Bereitgestelltes Material:
__________________________________________________

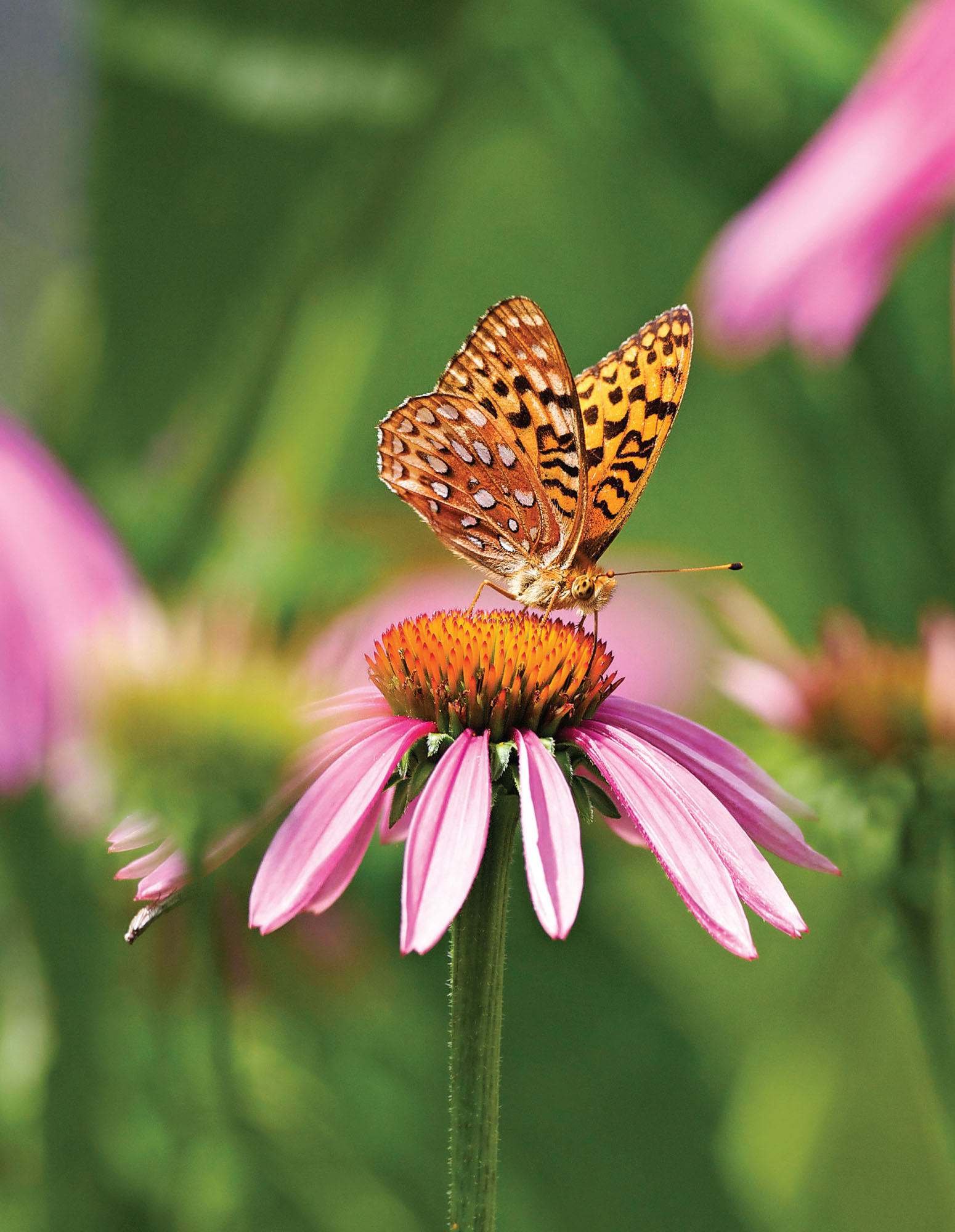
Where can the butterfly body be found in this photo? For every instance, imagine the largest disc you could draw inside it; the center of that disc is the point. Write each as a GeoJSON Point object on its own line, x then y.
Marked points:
{"type": "Point", "coordinates": [527, 472]}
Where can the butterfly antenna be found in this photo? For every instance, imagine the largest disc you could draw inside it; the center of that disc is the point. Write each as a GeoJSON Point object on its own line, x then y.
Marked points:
{"type": "Point", "coordinates": [699, 569]}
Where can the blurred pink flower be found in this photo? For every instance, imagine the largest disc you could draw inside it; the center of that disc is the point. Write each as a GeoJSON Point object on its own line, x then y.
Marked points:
{"type": "Point", "coordinates": [696, 800]}
{"type": "Point", "coordinates": [662, 644]}
{"type": "Point", "coordinates": [814, 254]}
{"type": "Point", "coordinates": [851, 694]}
{"type": "Point", "coordinates": [62, 577]}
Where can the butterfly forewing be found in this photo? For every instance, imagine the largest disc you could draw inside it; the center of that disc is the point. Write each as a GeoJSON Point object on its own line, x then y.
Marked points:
{"type": "Point", "coordinates": [629, 402]}
{"type": "Point", "coordinates": [516, 371]}
{"type": "Point", "coordinates": [450, 461]}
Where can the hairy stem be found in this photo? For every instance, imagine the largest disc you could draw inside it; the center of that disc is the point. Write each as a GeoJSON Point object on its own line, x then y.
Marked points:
{"type": "Point", "coordinates": [478, 989]}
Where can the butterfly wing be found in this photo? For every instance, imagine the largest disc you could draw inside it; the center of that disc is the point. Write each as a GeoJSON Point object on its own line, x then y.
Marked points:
{"type": "Point", "coordinates": [448, 459]}
{"type": "Point", "coordinates": [513, 368]}
{"type": "Point", "coordinates": [629, 402]}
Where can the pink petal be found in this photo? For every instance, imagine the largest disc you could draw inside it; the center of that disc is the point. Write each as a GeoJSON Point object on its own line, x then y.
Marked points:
{"type": "Point", "coordinates": [134, 832]}
{"type": "Point", "coordinates": [814, 254]}
{"type": "Point", "coordinates": [755, 880]}
{"type": "Point", "coordinates": [940, 638]}
{"type": "Point", "coordinates": [665, 821]}
{"type": "Point", "coordinates": [551, 831]}
{"type": "Point", "coordinates": [172, 874]}
{"type": "Point", "coordinates": [317, 836]}
{"type": "Point", "coordinates": [447, 842]}
{"type": "Point", "coordinates": [763, 821]}
{"type": "Point", "coordinates": [362, 703]}
{"type": "Point", "coordinates": [758, 687]}
{"type": "Point", "coordinates": [701, 741]}
{"type": "Point", "coordinates": [146, 864]}
{"type": "Point", "coordinates": [397, 833]}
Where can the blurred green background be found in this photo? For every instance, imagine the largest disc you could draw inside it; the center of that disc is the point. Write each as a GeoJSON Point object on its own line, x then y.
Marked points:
{"type": "Point", "coordinates": [234, 235]}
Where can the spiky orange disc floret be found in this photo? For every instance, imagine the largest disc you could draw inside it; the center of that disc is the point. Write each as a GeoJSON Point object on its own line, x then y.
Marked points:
{"type": "Point", "coordinates": [495, 671]}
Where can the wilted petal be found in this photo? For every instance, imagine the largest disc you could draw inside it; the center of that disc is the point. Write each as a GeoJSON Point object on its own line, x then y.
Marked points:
{"type": "Point", "coordinates": [755, 880]}
{"type": "Point", "coordinates": [172, 875]}
{"type": "Point", "coordinates": [551, 832]}
{"type": "Point", "coordinates": [317, 836]}
{"type": "Point", "coordinates": [146, 864]}
{"type": "Point", "coordinates": [134, 832]}
{"type": "Point", "coordinates": [751, 805]}
{"type": "Point", "coordinates": [814, 254]}
{"type": "Point", "coordinates": [687, 857]}
{"type": "Point", "coordinates": [447, 842]}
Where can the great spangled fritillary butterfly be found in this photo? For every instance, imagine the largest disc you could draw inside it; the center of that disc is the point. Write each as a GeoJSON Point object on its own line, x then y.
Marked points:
{"type": "Point", "coordinates": [527, 472]}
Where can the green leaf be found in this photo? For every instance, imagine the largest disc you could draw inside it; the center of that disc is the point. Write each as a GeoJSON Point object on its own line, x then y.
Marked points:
{"type": "Point", "coordinates": [501, 758]}
{"type": "Point", "coordinates": [420, 777]}
{"type": "Point", "coordinates": [582, 800]}
{"type": "Point", "coordinates": [438, 742]}
{"type": "Point", "coordinates": [400, 803]}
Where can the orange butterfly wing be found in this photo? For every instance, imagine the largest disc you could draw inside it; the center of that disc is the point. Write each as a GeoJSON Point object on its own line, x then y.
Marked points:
{"type": "Point", "coordinates": [629, 402]}
{"type": "Point", "coordinates": [513, 367]}
{"type": "Point", "coordinates": [449, 460]}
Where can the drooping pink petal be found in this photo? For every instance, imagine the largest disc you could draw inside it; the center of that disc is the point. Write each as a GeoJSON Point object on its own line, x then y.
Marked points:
{"type": "Point", "coordinates": [551, 832]}
{"type": "Point", "coordinates": [755, 880]}
{"type": "Point", "coordinates": [729, 774]}
{"type": "Point", "coordinates": [447, 842]}
{"type": "Point", "coordinates": [62, 575]}
{"type": "Point", "coordinates": [938, 634]}
{"type": "Point", "coordinates": [172, 875]}
{"type": "Point", "coordinates": [362, 703]}
{"type": "Point", "coordinates": [814, 254]}
{"type": "Point", "coordinates": [317, 836]}
{"type": "Point", "coordinates": [701, 741]}
{"type": "Point", "coordinates": [688, 859]}
{"type": "Point", "coordinates": [134, 832]}
{"type": "Point", "coordinates": [146, 864]}
{"type": "Point", "coordinates": [320, 755]}
{"type": "Point", "coordinates": [761, 688]}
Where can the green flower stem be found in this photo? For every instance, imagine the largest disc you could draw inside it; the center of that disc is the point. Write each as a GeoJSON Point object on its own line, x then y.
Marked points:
{"type": "Point", "coordinates": [478, 989]}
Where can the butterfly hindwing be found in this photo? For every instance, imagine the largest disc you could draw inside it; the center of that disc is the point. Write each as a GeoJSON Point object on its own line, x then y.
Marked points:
{"type": "Point", "coordinates": [449, 461]}
{"type": "Point", "coordinates": [629, 402]}
{"type": "Point", "coordinates": [514, 369]}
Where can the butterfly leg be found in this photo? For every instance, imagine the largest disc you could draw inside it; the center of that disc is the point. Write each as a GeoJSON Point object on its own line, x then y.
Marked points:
{"type": "Point", "coordinates": [487, 583]}
{"type": "Point", "coordinates": [593, 652]}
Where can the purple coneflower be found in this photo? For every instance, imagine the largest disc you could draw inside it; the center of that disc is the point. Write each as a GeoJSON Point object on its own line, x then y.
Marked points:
{"type": "Point", "coordinates": [62, 577]}
{"type": "Point", "coordinates": [813, 256]}
{"type": "Point", "coordinates": [464, 711]}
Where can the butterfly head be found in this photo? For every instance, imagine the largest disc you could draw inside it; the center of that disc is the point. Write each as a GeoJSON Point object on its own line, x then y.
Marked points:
{"type": "Point", "coordinates": [591, 592]}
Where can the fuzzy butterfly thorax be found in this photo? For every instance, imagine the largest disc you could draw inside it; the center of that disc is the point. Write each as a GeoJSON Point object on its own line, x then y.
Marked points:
{"type": "Point", "coordinates": [523, 470]}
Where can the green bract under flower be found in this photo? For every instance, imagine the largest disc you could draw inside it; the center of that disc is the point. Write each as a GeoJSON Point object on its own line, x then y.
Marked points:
{"type": "Point", "coordinates": [492, 672]}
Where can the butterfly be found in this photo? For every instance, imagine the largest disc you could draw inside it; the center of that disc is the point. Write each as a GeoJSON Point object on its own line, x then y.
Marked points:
{"type": "Point", "coordinates": [528, 472]}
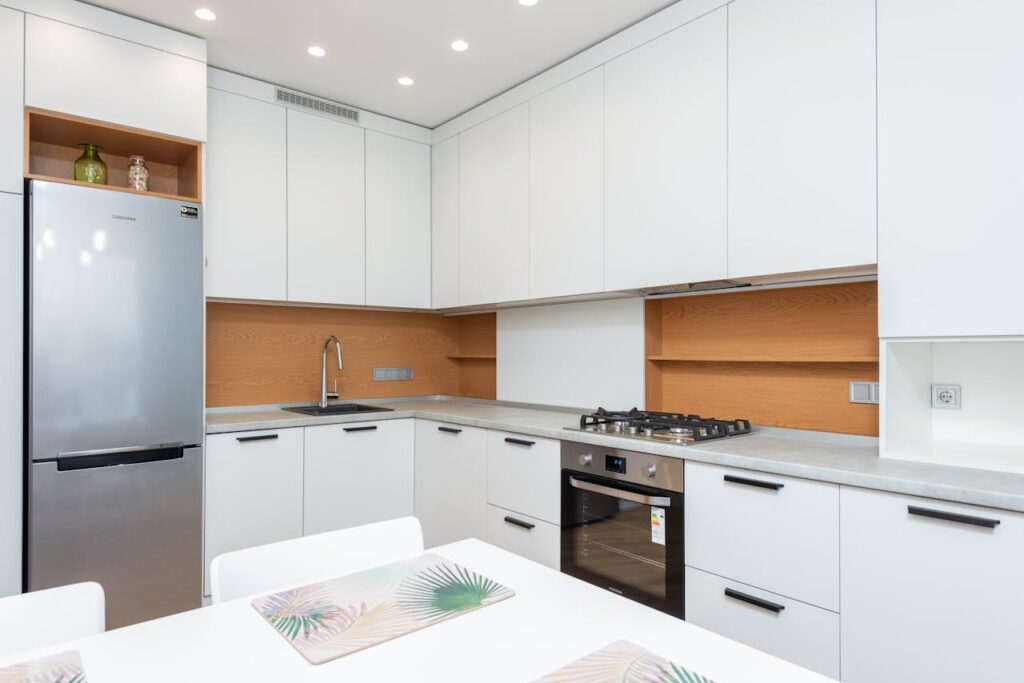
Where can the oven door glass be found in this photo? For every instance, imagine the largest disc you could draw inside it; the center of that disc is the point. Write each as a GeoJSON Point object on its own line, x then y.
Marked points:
{"type": "Point", "coordinates": [626, 538]}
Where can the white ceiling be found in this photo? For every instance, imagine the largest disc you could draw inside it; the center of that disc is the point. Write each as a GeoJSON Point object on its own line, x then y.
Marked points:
{"type": "Point", "coordinates": [371, 43]}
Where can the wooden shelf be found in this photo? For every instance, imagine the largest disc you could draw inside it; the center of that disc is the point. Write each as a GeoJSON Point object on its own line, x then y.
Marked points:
{"type": "Point", "coordinates": [51, 145]}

__________________________________________________

Aufgabe: Wandelst du alles ab der Zeile mit „Where can the oven“ (diese eingeschlossen) bis zum Ende der Auflistung in eine nummerierte Liste um und lässt dabei Leerzeilen weg?

Antwort:
1. Where can the oven door glass be found in this photo? For every instance, imagine the largest disc you could draw inside it; the center of that disc is the point. Write each as a GeoJSON Point object on its own line, x then y.
2. Marked points:
3. {"type": "Point", "coordinates": [626, 538]}
4. Where can the white ceiling be found in this photo? For every instance, imagine the largest disc you could draw inside it; the center of that disc is the point. Write each as a GeoJSON Point object on its own line, x then y.
5. Marked points:
6. {"type": "Point", "coordinates": [371, 43]}
7. Where can the wooden shelf be found in this photo? For every instance, imagine the largest disc you could draw inside it; the center of that disc is the point. Write each as a GeoJSON Point object on its own line, x then y.
8. Marked points:
9. {"type": "Point", "coordinates": [51, 145]}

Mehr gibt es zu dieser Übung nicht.